*Problem to solve*. Skip the images and return the records below exactly.

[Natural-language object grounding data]
=== Begin Enclosure ===

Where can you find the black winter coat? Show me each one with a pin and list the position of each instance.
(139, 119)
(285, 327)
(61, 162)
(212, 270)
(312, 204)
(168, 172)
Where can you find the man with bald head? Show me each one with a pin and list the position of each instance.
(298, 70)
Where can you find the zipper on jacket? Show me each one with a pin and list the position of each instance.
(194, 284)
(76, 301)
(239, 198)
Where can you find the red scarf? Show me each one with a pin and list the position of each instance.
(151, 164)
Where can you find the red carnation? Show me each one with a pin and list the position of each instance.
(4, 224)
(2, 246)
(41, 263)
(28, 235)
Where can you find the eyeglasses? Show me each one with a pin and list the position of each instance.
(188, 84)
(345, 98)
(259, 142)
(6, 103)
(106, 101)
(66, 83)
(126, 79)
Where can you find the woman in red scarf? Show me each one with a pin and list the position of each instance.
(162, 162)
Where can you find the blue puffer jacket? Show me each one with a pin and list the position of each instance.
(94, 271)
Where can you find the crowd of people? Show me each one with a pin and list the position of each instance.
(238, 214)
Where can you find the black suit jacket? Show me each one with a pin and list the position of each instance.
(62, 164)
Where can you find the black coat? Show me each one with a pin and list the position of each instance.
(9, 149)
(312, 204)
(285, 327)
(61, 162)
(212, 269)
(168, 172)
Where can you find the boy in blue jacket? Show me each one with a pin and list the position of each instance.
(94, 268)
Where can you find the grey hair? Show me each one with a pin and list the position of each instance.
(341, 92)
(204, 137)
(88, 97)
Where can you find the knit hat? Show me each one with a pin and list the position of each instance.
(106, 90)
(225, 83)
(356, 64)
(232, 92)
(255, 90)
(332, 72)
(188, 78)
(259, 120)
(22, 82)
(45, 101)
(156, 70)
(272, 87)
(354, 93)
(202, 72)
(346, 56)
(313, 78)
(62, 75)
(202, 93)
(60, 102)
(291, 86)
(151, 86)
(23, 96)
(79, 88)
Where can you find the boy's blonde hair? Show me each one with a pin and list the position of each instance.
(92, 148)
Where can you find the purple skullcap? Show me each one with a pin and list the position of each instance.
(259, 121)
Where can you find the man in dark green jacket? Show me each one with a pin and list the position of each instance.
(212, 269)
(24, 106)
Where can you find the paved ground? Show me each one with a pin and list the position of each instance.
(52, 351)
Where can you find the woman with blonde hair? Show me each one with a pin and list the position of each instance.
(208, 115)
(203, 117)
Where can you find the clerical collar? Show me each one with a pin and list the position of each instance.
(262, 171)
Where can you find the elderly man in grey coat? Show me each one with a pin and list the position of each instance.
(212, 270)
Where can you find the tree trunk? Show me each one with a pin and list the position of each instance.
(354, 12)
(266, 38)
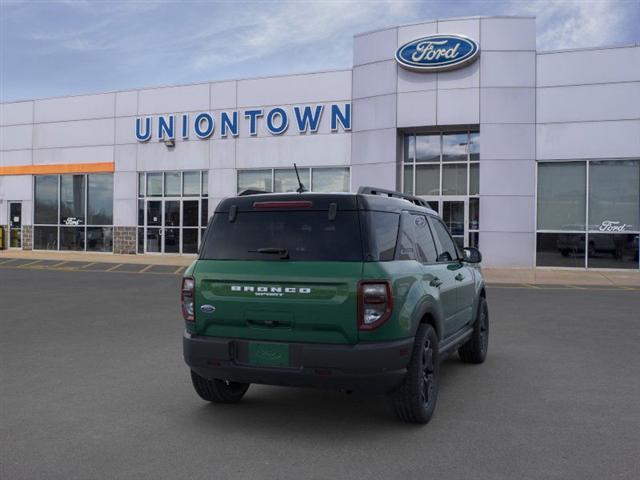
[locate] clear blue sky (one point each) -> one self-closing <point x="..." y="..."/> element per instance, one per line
<point x="53" y="48"/>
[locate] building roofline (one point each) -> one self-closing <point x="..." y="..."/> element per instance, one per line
<point x="582" y="49"/>
<point x="172" y="85"/>
<point x="474" y="17"/>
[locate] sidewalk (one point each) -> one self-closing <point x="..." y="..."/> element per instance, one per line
<point x="533" y="276"/>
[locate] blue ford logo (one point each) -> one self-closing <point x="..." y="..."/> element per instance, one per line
<point x="437" y="53"/>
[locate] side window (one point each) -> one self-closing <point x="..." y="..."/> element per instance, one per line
<point x="448" y="251"/>
<point x="426" y="243"/>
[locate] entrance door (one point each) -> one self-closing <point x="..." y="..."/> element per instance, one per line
<point x="15" y="225"/>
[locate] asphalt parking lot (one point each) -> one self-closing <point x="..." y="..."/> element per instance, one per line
<point x="93" y="385"/>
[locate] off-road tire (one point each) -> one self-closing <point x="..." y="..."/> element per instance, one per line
<point x="475" y="349"/>
<point x="415" y="400"/>
<point x="218" y="391"/>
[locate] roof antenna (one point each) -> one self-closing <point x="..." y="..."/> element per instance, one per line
<point x="301" y="188"/>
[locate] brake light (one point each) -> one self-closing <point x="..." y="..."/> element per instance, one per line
<point x="375" y="304"/>
<point x="187" y="298"/>
<point x="284" y="204"/>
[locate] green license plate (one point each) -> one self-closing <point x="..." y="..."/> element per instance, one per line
<point x="269" y="354"/>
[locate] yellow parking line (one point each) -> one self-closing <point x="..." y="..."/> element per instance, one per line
<point x="29" y="264"/>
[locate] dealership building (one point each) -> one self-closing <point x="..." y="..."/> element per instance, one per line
<point x="533" y="156"/>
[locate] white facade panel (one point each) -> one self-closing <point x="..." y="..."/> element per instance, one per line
<point x="507" y="249"/>
<point x="73" y="155"/>
<point x="375" y="46"/>
<point x="508" y="69"/>
<point x="411" y="32"/>
<point x="468" y="77"/>
<point x="223" y="95"/>
<point x="589" y="66"/>
<point x="222" y="153"/>
<point x="14" y="158"/>
<point x="315" y="150"/>
<point x="385" y="74"/>
<point x="75" y="108"/>
<point x="508" y="141"/>
<point x="609" y="101"/>
<point x="189" y="98"/>
<point x="79" y="133"/>
<point x="127" y="103"/>
<point x="184" y="156"/>
<point x="374" y="113"/>
<point x="16" y="137"/>
<point x="125" y="157"/>
<point x="458" y="106"/>
<point x="507" y="177"/>
<point x="417" y="109"/>
<point x="507" y="213"/>
<point x="295" y="89"/>
<point x="508" y="105"/>
<point x="373" y="146"/>
<point x="16" y="113"/>
<point x="508" y="34"/>
<point x="588" y="140"/>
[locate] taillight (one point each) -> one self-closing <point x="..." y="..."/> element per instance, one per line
<point x="375" y="303"/>
<point x="187" y="297"/>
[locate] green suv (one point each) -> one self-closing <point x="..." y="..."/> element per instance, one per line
<point x="364" y="292"/>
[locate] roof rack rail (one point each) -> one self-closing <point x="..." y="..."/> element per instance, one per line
<point x="391" y="193"/>
<point x="251" y="191"/>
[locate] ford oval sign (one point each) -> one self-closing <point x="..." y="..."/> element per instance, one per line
<point x="437" y="53"/>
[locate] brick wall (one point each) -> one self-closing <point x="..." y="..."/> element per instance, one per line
<point x="124" y="240"/>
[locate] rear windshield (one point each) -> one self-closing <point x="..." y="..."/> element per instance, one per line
<point x="303" y="235"/>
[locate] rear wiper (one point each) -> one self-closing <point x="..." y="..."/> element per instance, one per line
<point x="283" y="252"/>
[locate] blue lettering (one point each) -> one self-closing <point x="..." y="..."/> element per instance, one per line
<point x="308" y="120"/>
<point x="253" y="116"/>
<point x="140" y="136"/>
<point x="338" y="116"/>
<point x="284" y="121"/>
<point x="209" y="125"/>
<point x="165" y="128"/>
<point x="229" y="123"/>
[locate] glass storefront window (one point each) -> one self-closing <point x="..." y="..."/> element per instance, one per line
<point x="72" y="197"/>
<point x="614" y="196"/>
<point x="172" y="185"/>
<point x="427" y="179"/>
<point x="560" y="249"/>
<point x="454" y="179"/>
<point x="561" y="196"/>
<point x="192" y="184"/>
<point x="254" y="179"/>
<point x="455" y="147"/>
<point x="46" y="199"/>
<point x="100" y="199"/>
<point x="330" y="179"/>
<point x="285" y="180"/>
<point x="427" y="148"/>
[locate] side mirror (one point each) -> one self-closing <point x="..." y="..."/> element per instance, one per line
<point x="472" y="255"/>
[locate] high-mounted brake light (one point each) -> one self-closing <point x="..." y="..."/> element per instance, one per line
<point x="284" y="204"/>
<point x="187" y="298"/>
<point x="375" y="304"/>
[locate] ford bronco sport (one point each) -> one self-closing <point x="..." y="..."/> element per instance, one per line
<point x="363" y="292"/>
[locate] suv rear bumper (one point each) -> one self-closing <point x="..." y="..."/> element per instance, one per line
<point x="371" y="367"/>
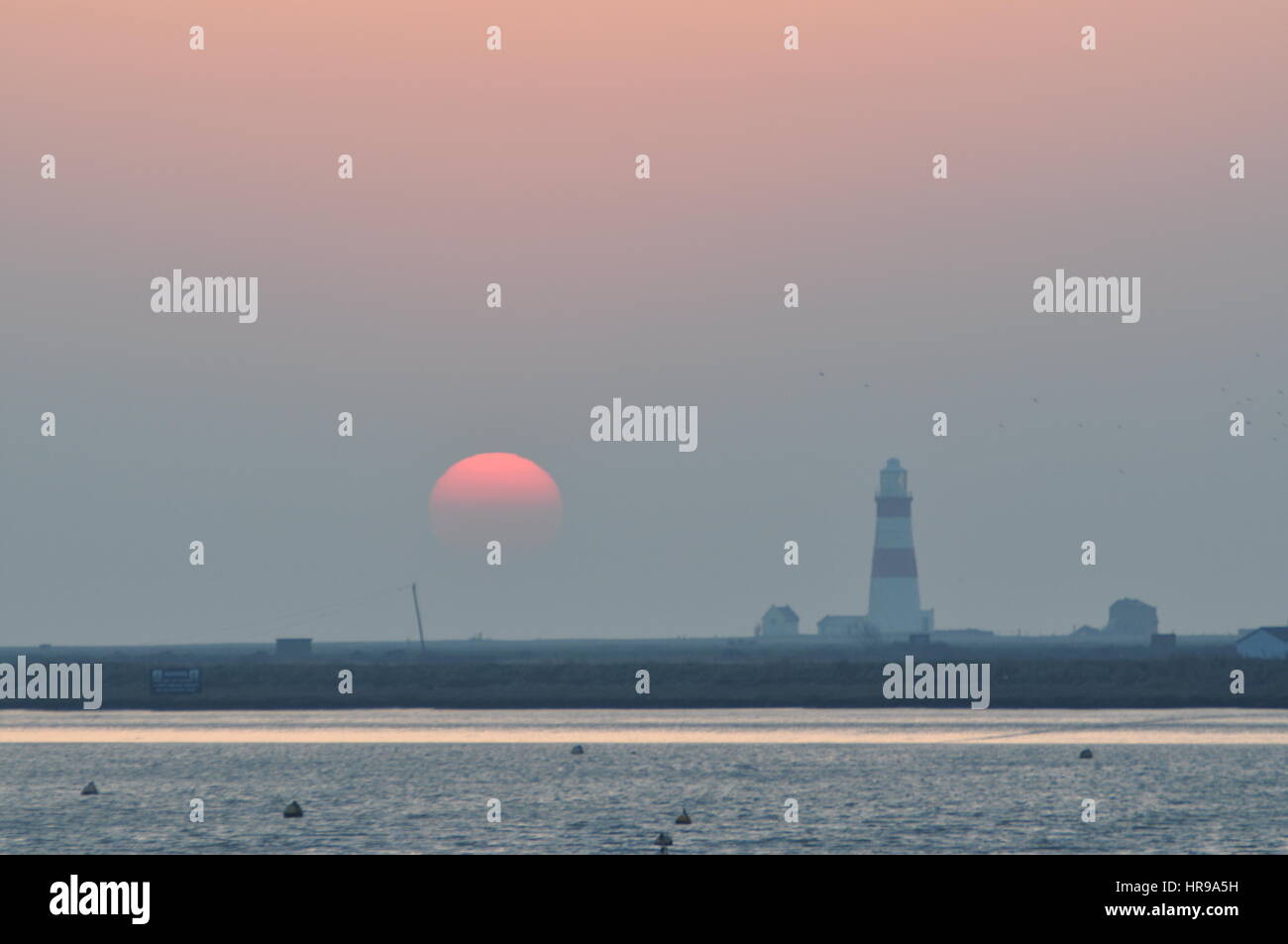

=== End Enclosure ===

*Response area*.
Where can you find the black winter coat? Show me each one with a pin and list the position of each instance.
(139, 119)
(285, 327)
(61, 162)
(212, 270)
(312, 204)
(168, 172)
Where can you find the man with bald head? Show me each one with a pin and list the position of each instance.
(298, 70)
Where can you find the zipper on jacket? Show me each one with a pin and list the position of each instance.
(194, 284)
(76, 301)
(239, 198)
Where can you find the red scarf? Show me each one with a pin and list the position of each instance.
(151, 164)
Where can you find the red carnation? Show me each one with a pin and list the position of each instance.
(4, 224)
(2, 246)
(41, 263)
(28, 235)
Where can you find the eyeglasses? Show me each one with a pin and list the position of each instance.
(188, 84)
(345, 98)
(259, 142)
(6, 103)
(106, 101)
(66, 83)
(126, 79)
Where can you find the woman in red scarf? Show me each one with a pin and list the position of each instance.
(162, 162)
Where can you find the blue puffer jacket? Show me each one with a pin and list the position of each instance.
(94, 271)
Where can you find the crowd of people? Show me each one with a pin and list the position of each instance.
(238, 214)
Where can you find the black suit jacket? Show me each one with a pin and list the position of each instance.
(62, 164)
Where can you find the black coat? Show me each one with a pin and list the position of each instance.
(9, 149)
(312, 204)
(285, 327)
(61, 162)
(212, 269)
(168, 172)
Where can you find the boy in blue jacket? Show me each one with a pin and list the position of each instance.
(94, 268)
Where can you find the grey hair? Show me each one with a pin and list the position of each instance.
(341, 92)
(204, 137)
(88, 97)
Where can you find the knit hat? Show me each one with a pin and list the position of each instance.
(106, 90)
(225, 83)
(356, 64)
(232, 92)
(255, 90)
(332, 72)
(188, 78)
(259, 120)
(22, 82)
(45, 101)
(156, 70)
(272, 87)
(354, 93)
(202, 72)
(346, 56)
(313, 78)
(62, 75)
(202, 93)
(60, 102)
(291, 86)
(151, 86)
(23, 96)
(79, 88)
Where can you find the boy's blonde hair? Show me each one with a pin and list the position of each instance.
(92, 148)
Where can you find the purple skullcap? Show me each one with a pin and list the position of each instance.
(259, 121)
Where can you find the man in dark green jacket? Show me each one with a pin and list the position of each instance.
(212, 269)
(24, 106)
Where can you find the paved ground? Show me each one with a pin and list the position of each instance.
(52, 351)
Where can you find the woman with blonde hair? Show me each one with a pin and list the position of each instance.
(208, 115)
(203, 117)
Where can you find the clerical collar? Show me each one with a pin and list the position of each instance.
(262, 171)
Where can you find the elderly man in grey coat? Show me each one with a pin and list the position of each instance.
(212, 270)
Where can you find the tree trunk? Show me each one with a pin and list the position of each instance.
(354, 12)
(266, 38)
[locate] clear blue sky (one point each) -> one self-closing <point x="..." y="..."/> element per instance, one per line
<point x="53" y="48"/>
[locate] building roofline (one point each) -> one self-closing <point x="..." y="..."/> element per instance, one per line
<point x="582" y="49"/>
<point x="172" y="85"/>
<point x="474" y="17"/>
[locate] sidewalk (one point each) -> one self-closing <point x="..." y="..."/> element per instance, one per line
<point x="533" y="276"/>
[locate] blue ford logo (one point each) -> one self-closing <point x="..." y="..."/> element per instance, one per line
<point x="437" y="53"/>
[locate] side window (one point each) -> one self-closing <point x="..." y="..."/> element per instance, one per line
<point x="448" y="251"/>
<point x="426" y="243"/>
[locate] entrance door (one point each) -> one self-closing <point x="..." y="..."/> element per instance, one per line
<point x="15" y="225"/>
[locate] asphalt parking lot (one point each) -> one self-closing <point x="..." y="..."/> element per instance, one per line
<point x="93" y="385"/>
[locate] off-road tire (one point each) -> one self-closing <point x="..." y="..."/> element per instance, one per line
<point x="475" y="349"/>
<point x="415" y="400"/>
<point x="218" y="391"/>
[locate] roof antenna (one point each) -> one self-closing <point x="..." y="..."/> element per instance, one per line
<point x="301" y="188"/>
[locate] brake light (one point each) -> one self-closing <point x="..." y="..."/> element per instance, one per line
<point x="375" y="304"/>
<point x="187" y="298"/>
<point x="284" y="204"/>
[locate] green license plate (one point each) -> one self-closing <point x="..." y="..."/> element per instance, one per line
<point x="269" y="354"/>
[locate] yellow parking line (one point each) -> one self-closing <point x="..." y="..."/> element per instance, one per line
<point x="29" y="264"/>
[locate] dealership building (one point each) -> one self-closing <point x="..." y="..."/> element per instance, one per line
<point x="533" y="156"/>
[locate] white facade panel (one point each) -> one self-closing <point x="..." y="..."/> element per instance, one per line
<point x="507" y="249"/>
<point x="73" y="155"/>
<point x="375" y="46"/>
<point x="508" y="69"/>
<point x="411" y="32"/>
<point x="468" y="77"/>
<point x="223" y="95"/>
<point x="589" y="66"/>
<point x="222" y="153"/>
<point x="14" y="158"/>
<point x="315" y="150"/>
<point x="385" y="74"/>
<point x="75" y="108"/>
<point x="508" y="141"/>
<point x="609" y="101"/>
<point x="189" y="98"/>
<point x="79" y="133"/>
<point x="127" y="103"/>
<point x="184" y="156"/>
<point x="374" y="113"/>
<point x="16" y="137"/>
<point x="125" y="157"/>
<point x="458" y="106"/>
<point x="507" y="177"/>
<point x="417" y="109"/>
<point x="507" y="213"/>
<point x="295" y="89"/>
<point x="508" y="105"/>
<point x="373" y="146"/>
<point x="16" y="113"/>
<point x="508" y="34"/>
<point x="588" y="140"/>
[locate] taillight (one point each) -> one self-closing <point x="..." y="..."/> element per instance, one per line
<point x="375" y="303"/>
<point x="187" y="297"/>
[locate] green suv (one point each) -> one self-closing <point x="..." y="..."/> element per instance, one per line
<point x="364" y="292"/>
[locate] roof rack rail (one point each) -> one self-closing <point x="..." y="..."/> element per instance, one per line
<point x="391" y="193"/>
<point x="251" y="191"/>
[locate] ford oval sign (one point each) -> one self-closing <point x="..." y="..."/> element per instance, one per line
<point x="437" y="53"/>
[locate] brick wall (one point each) -> one self-closing <point x="..." y="..."/> element per instance, one per line
<point x="124" y="240"/>
[locate] rear windshield (one point each) -> one self-closing <point x="..." y="..."/> element per instance, one per line
<point x="303" y="235"/>
[locate] rear wiper (one point each) -> one self-closing <point x="..." y="..."/> element per instance, one per line
<point x="283" y="252"/>
[locate] blue lettering (one point each) -> one self-closing <point x="..." y="..."/> element per instance, one per line
<point x="308" y="120"/>
<point x="253" y="116"/>
<point x="140" y="136"/>
<point x="338" y="116"/>
<point x="284" y="121"/>
<point x="209" y="125"/>
<point x="165" y="128"/>
<point x="229" y="123"/>
[locate] glass storefront window (one point each) -> one self-closing <point x="..." y="..."/> element per instance, one per line
<point x="72" y="197"/>
<point x="614" y="196"/>
<point x="172" y="185"/>
<point x="427" y="179"/>
<point x="560" y="249"/>
<point x="454" y="179"/>
<point x="561" y="196"/>
<point x="192" y="184"/>
<point x="254" y="179"/>
<point x="455" y="147"/>
<point x="46" y="199"/>
<point x="100" y="199"/>
<point x="330" y="179"/>
<point x="285" y="180"/>
<point x="427" y="148"/>
[locate] side mirror (one point each) -> one self-closing <point x="..." y="..."/> element per instance, one per line
<point x="472" y="255"/>
[locate] high-mounted brake light (one point each) -> one self-closing <point x="..." y="..."/> element per instance, one per line
<point x="284" y="204"/>
<point x="187" y="298"/>
<point x="375" y="304"/>
[locate] ford bronco sport (one point each) -> one self-closing <point x="..." y="..."/> element per instance, one per line
<point x="363" y="292"/>
[locate] suv rear bumper (one point each) -> one self-closing <point x="..." y="..."/> element per instance, one per line
<point x="371" y="367"/>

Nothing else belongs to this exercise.